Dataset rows
————

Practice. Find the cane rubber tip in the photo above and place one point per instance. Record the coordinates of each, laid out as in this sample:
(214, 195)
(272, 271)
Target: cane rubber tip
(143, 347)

————

→ Goal: Rewrite all the entries above as a numbered list, leaving out any blank lines.

→ Answer to the exercise:
1. Practice. Find the cane rubber tip in the photo above and place one point per instance. Record the coordinates of each, laid out as in this sample:
2. (214, 195)
3. (272, 271)
4. Target: cane rubber tip
5. (143, 347)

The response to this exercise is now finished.